_Data extract_:

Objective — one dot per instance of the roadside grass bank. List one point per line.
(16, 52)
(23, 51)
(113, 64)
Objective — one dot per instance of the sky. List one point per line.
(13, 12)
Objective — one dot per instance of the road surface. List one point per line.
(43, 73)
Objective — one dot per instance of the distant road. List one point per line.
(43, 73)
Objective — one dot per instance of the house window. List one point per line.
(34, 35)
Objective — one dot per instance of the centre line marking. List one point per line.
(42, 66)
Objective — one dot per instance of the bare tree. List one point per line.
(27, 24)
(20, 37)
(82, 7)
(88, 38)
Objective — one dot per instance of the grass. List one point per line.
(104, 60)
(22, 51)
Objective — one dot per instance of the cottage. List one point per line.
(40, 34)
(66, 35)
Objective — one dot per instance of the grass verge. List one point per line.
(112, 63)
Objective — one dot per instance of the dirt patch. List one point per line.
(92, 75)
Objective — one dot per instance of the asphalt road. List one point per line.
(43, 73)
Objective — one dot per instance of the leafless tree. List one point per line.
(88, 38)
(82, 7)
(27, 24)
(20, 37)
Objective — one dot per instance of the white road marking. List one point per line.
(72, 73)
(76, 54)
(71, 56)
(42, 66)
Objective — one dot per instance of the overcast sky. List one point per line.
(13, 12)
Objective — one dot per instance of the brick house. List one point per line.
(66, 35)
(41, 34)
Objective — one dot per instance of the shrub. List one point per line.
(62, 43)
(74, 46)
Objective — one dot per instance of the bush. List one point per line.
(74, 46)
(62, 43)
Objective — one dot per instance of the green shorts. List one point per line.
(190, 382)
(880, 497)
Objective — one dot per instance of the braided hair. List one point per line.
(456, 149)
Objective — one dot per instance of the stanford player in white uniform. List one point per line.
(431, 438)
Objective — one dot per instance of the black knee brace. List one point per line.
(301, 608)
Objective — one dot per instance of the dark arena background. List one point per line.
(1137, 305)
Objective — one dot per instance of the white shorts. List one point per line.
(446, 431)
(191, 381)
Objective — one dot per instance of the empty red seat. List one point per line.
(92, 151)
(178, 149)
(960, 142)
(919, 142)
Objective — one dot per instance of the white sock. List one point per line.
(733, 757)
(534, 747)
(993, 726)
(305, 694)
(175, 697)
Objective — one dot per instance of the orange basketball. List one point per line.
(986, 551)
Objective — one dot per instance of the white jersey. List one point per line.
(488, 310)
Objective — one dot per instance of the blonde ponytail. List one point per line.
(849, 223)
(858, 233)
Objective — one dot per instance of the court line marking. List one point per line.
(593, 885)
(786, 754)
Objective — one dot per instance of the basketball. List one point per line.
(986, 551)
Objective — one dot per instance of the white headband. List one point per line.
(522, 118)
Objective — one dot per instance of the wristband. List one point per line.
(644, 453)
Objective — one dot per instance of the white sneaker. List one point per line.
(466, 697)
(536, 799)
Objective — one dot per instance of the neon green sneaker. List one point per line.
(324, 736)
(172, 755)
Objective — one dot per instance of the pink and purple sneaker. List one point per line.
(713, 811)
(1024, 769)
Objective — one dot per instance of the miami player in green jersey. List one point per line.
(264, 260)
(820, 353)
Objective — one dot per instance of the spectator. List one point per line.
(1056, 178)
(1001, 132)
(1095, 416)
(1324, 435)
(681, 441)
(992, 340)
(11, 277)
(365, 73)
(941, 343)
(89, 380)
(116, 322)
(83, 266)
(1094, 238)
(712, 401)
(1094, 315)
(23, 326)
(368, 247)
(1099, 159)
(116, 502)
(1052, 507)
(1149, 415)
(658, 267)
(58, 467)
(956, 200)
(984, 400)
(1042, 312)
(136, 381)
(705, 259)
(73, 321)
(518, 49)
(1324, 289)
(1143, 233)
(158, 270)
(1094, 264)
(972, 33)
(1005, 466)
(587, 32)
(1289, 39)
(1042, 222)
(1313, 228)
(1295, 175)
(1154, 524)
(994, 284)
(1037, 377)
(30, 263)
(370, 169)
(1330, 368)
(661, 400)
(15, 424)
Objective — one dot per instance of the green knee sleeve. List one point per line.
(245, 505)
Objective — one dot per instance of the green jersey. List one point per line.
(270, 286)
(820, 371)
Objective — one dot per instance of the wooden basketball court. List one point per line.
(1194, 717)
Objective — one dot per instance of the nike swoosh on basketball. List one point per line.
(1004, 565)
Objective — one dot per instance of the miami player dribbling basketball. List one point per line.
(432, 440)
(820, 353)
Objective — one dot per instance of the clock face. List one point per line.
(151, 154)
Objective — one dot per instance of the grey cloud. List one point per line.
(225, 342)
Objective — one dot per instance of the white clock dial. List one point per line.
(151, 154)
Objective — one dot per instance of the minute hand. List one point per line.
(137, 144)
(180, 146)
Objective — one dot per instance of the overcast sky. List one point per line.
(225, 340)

_What you have to do_:
Reproduce the entries above, starting with the line that contains "Objective — one dot per instance of the white road" and continuing through the line that contains "(1137, 305)", both included, keeping every request line unchanged and shifting each point's coordinates by adding 25 to both the x and y values.

_Reply_:
Objective — one dot per instance of the white road marking. List one point per line.
(97, 98)
(101, 79)
(96, 81)
(67, 91)
Objective — one dot per instance of the overcast sky. List one point per line.
(38, 37)
Objective — one dot per instance of the brick house. List one point per line.
(91, 60)
(66, 59)
Objective — one dot per instance of the shrub. List one point per line.
(87, 68)
(99, 71)
Objective — one dot per instance of the bush. List one point per line.
(99, 71)
(87, 68)
Objective — one dot per instance of the green shorts. List one point per line.
(215, 407)
(905, 522)
Objective — one dot per instance of the braided hair. List one point per line.
(481, 174)
Objective — one dot per instance of the stanford player in white uniform. List one point per line.
(456, 463)
Objective — one dot per instance of the black knee brace. List one point per line.
(326, 633)
Objective — one dot per instance of the dark arena background. List one point per line.
(1162, 330)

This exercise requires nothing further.